_Exercise text_
Start of Block
Monday, October 8, 2012

A story unlike any I've told before

Jim Mueller. Charlotte Observer photo by Robert Lahser.
The chance to write a story like this doesn't come around often for a high school sports writer. I guess I got lucky.

Every year I send out an email to the athletic directors of the schools I cover. It's generic, just asking them to give their coaches my email for story ideas. Many don't respond, but I always end up with a few good ideas. This time, I learned about an incredible story. 

It's about Jim Mueller. He's 43. He is a first year boys' soccer coach at Butler High after moving to Pineville from Chicago this summer. And about six years ago he was diagnosed with early-onset Alzheimer's disease

Mueller and his wife, Michelle, were kind enough to open up to me about their story. I met with them at their apartment, saw Jim lead a practice with his team at Butler and saw him coach several games. The Muellers are an inspiring family. 

There's so much more I wanted to put in this story. It could have gone 5,000 more words, but I'm happy with the finished product. And I'm honored I could tell Jim Mueller's story. 

Jim Mueller writes his plan for Butler High boys’ soccer practices – what he wants to say, detailed descriptions of the drills to run – into a large notebook, which he references throughout practice.

On the sidelines during games, Mueller takes notes in a pocket-sized notebook about everything from how the referees are calling the game to what formation to run.

Mueller, whose Butler team has gone from the bottom of the Southwestern 4A to a No. 15 ranking in the state 4A poll, may be the most organized soccer coach in the area.

That’s because Mueller, 43, has to be. He has early-onset Alzheimer’s.

Diagnosed at 36, he is one of 5.4 million Americans with the disease. Only 4 percent are under age 65.
End of Block
_Task requirements_
In the post about Jim Mueller, which city did he move from to Pineville this summer?

_Entries provided_
Start of Block
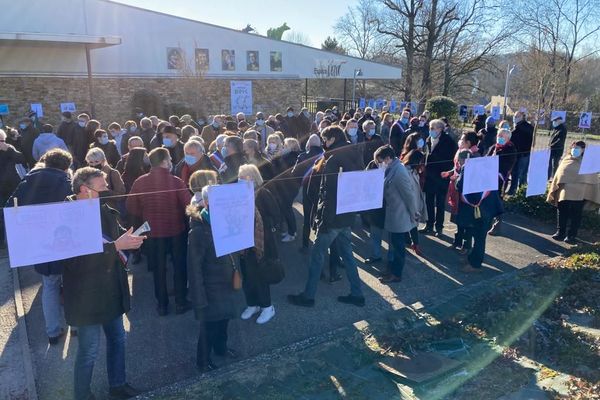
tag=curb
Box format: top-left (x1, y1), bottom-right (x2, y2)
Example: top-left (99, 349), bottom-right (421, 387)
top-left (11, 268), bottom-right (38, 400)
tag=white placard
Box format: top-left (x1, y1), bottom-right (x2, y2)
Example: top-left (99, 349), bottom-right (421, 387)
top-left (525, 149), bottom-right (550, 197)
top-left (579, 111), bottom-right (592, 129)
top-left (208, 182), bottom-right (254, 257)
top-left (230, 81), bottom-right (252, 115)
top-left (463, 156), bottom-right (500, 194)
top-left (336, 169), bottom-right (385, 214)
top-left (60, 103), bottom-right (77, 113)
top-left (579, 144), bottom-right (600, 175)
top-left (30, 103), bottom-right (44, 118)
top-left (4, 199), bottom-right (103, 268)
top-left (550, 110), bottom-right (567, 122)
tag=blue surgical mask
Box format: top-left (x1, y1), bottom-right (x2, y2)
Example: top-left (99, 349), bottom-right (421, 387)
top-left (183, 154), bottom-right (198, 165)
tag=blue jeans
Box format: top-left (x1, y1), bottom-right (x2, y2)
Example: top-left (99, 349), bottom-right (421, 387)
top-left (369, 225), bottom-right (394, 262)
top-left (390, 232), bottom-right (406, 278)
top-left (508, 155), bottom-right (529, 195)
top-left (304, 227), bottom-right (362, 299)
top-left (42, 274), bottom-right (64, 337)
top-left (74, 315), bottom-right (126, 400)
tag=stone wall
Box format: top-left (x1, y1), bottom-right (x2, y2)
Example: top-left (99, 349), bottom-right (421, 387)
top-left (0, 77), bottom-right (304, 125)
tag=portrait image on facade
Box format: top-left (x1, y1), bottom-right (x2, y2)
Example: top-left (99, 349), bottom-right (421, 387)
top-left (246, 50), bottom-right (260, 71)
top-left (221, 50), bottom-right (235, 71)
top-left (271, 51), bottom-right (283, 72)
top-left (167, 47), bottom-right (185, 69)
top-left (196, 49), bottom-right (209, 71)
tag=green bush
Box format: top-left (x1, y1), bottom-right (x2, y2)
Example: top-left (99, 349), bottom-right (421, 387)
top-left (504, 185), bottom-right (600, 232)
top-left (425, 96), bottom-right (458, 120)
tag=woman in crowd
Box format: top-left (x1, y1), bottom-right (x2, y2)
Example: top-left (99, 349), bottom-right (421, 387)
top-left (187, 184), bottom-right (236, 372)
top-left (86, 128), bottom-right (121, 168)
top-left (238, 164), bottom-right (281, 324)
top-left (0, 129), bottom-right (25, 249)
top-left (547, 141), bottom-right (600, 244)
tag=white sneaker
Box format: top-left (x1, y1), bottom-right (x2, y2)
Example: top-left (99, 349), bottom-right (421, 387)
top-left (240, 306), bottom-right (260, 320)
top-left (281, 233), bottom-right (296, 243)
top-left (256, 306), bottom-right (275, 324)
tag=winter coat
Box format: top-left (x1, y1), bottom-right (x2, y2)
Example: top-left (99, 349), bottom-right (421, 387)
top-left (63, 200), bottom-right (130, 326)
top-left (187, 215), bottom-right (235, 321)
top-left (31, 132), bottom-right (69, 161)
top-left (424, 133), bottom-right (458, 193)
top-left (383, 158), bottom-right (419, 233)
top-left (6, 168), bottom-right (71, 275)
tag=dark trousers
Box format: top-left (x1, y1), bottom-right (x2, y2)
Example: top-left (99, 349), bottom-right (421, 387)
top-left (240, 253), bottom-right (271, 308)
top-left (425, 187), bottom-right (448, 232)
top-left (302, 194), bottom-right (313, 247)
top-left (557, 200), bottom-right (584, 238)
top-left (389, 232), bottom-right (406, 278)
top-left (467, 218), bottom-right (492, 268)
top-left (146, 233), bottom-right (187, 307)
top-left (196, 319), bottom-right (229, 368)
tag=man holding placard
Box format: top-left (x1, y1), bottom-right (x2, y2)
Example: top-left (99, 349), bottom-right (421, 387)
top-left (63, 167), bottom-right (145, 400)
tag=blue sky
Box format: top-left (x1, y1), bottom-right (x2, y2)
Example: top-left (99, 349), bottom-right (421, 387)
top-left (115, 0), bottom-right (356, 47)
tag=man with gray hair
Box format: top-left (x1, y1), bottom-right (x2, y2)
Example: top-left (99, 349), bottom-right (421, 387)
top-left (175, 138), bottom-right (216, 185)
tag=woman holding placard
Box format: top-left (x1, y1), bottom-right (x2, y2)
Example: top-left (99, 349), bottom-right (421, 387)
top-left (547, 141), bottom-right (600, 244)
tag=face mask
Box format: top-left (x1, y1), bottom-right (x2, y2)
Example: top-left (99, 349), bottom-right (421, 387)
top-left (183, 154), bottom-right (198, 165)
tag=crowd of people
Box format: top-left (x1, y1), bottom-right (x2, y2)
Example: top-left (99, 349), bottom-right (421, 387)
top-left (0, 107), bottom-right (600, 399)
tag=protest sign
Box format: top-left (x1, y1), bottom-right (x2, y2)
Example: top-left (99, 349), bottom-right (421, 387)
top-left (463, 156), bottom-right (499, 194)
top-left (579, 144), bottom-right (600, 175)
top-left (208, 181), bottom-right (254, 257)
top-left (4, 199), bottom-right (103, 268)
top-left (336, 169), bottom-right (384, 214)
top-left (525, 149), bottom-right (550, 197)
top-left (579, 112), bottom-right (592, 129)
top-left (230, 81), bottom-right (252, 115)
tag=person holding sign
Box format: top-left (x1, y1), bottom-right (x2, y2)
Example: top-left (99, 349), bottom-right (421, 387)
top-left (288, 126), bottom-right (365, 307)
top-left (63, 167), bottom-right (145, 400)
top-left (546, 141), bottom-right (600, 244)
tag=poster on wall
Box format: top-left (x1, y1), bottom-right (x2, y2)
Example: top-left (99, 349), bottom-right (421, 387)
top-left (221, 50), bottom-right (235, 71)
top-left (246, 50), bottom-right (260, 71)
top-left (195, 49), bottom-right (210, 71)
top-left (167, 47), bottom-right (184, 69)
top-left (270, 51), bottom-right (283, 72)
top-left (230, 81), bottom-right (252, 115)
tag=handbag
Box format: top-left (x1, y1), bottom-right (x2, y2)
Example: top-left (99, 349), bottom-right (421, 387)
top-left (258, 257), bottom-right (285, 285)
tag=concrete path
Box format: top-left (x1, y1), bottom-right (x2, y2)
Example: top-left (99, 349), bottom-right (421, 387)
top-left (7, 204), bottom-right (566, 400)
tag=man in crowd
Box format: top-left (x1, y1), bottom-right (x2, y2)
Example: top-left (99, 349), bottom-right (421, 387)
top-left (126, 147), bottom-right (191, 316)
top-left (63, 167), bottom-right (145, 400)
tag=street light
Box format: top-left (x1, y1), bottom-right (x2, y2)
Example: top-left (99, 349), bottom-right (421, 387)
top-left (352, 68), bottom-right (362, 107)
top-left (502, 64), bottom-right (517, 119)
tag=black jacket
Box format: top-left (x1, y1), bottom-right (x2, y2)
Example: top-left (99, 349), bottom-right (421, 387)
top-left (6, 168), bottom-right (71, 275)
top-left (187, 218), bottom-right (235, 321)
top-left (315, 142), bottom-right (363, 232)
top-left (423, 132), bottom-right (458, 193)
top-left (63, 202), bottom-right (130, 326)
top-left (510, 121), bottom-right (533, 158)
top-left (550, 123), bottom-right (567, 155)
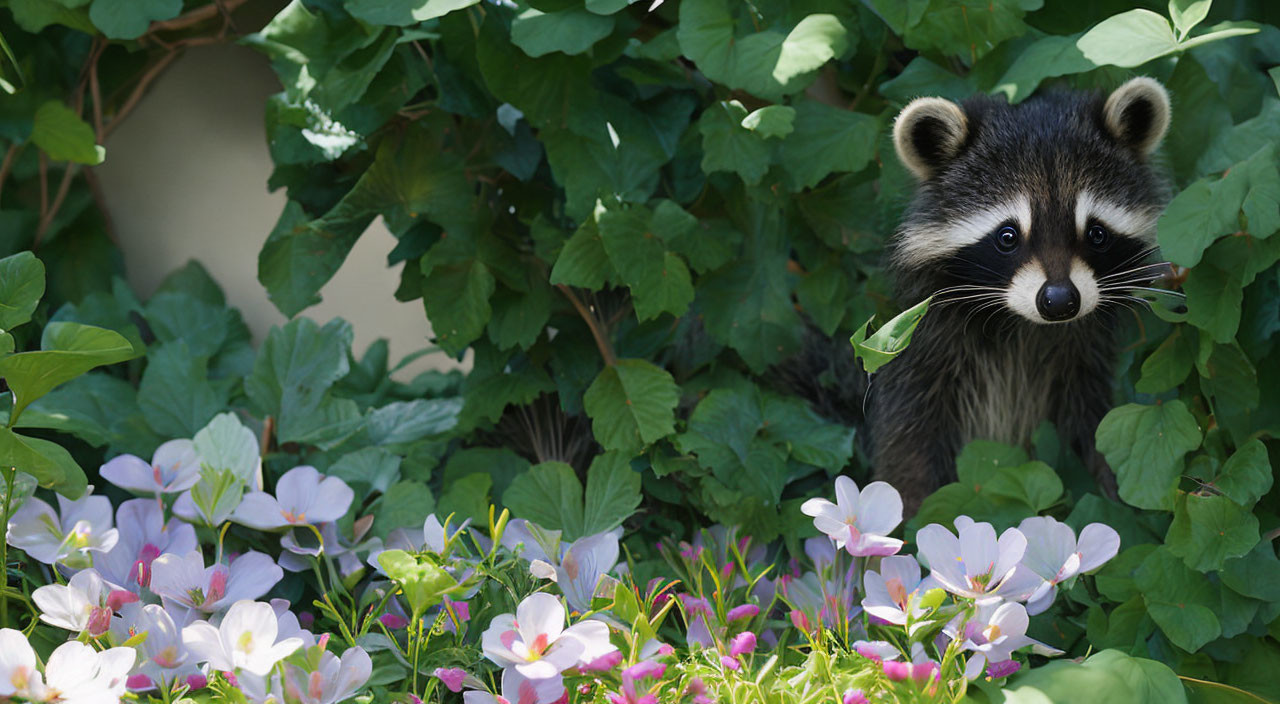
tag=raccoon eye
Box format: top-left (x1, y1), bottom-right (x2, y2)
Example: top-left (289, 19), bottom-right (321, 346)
End of Block
_Worked solution_
Chicago